• **HOW TO COMPLETE THIS TASK**
Answer these questions from the article about Brandon Johnson's children's book:
1. Where is Brandon Johnson from?
2. Which four continents does August visit in the book?
3. According to Johnson, what has grief made him as a person?

• **TEXT EXCERPT**
By Edward Henderson
How far would you travel to find a loved on you lost? Death can send us on a journey through time using our thoughts as means for transportation. We visit memories of the past, the feeling of absence in the present moment and dream of a future where they were still here. San Diego native Brandon Johnson has traveled this journey more times than he would like. He lost his mother Sheryl to Cancer and his infant son August, who was still born in his 8th month in the womb within a period of a few years. Johnson recently decided to write a children’s book to help youth cope with loss, while also encouraging them to take a special journey of their own to discover the world around them.
Johnson’s book, ‘August & the Wind’ tells the story of August, a young boy who embarks on journey to find his mother after she passes away. One night while staring at the night sky, the wind carries him away and takes him to destinations across the globe as he searches. August visits countries in South America, Africa, Asia and Europe during his quest. Along with experiencing the sites, smells and landmarks in each continent, August returns home to receive a lesson and peace that he will always carry with him.
“Grief has made me really resilient as a person,” said Johnson. “It’s made me a better empathizer to other people. Loosing people is hard because they’re not there anymore. This book was a good release. It was a good homage to my mom and my son.”

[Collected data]
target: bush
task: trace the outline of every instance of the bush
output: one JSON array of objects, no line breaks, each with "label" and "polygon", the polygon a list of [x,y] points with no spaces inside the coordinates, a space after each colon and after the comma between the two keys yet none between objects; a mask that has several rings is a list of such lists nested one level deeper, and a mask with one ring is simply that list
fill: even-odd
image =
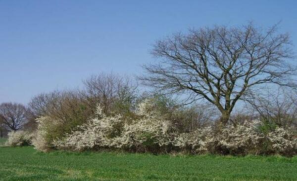
[{"label": "bush", "polygon": [[60,136],[59,128],[62,128],[62,122],[58,119],[52,119],[49,116],[38,118],[37,130],[32,144],[35,148],[43,151],[48,151],[53,148],[52,142]]},{"label": "bush", "polygon": [[145,99],[139,103],[130,119],[115,113],[107,115],[99,106],[93,118],[62,137],[55,136],[54,133],[56,128],[63,126],[63,121],[42,117],[33,145],[43,151],[118,149],[154,153],[172,151],[243,155],[297,153],[296,133],[289,128],[277,127],[263,131],[262,123],[249,120],[221,129],[208,126],[183,131],[168,119],[169,114],[162,114],[151,103],[151,99]]},{"label": "bush", "polygon": [[32,145],[34,136],[32,133],[24,131],[12,131],[8,133],[6,145],[10,146],[26,146]]},{"label": "bush", "polygon": [[99,106],[96,117],[79,126],[76,131],[66,134],[63,139],[54,140],[54,146],[59,149],[80,151],[110,147],[113,145],[113,138],[120,135],[117,128],[122,127],[118,125],[121,123],[121,117],[107,116]]}]

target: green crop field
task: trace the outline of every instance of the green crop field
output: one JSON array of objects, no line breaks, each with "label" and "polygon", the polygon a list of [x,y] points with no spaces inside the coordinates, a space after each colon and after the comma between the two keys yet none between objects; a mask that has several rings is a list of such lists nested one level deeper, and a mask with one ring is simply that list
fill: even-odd
[{"label": "green crop field", "polygon": [[297,181],[297,157],[42,153],[0,147],[1,181]]}]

• **RESULT FOR THIS EXERCISE**
1. San Diego.
2. South America, Africa, Asia and Europe.
3. Really resilient.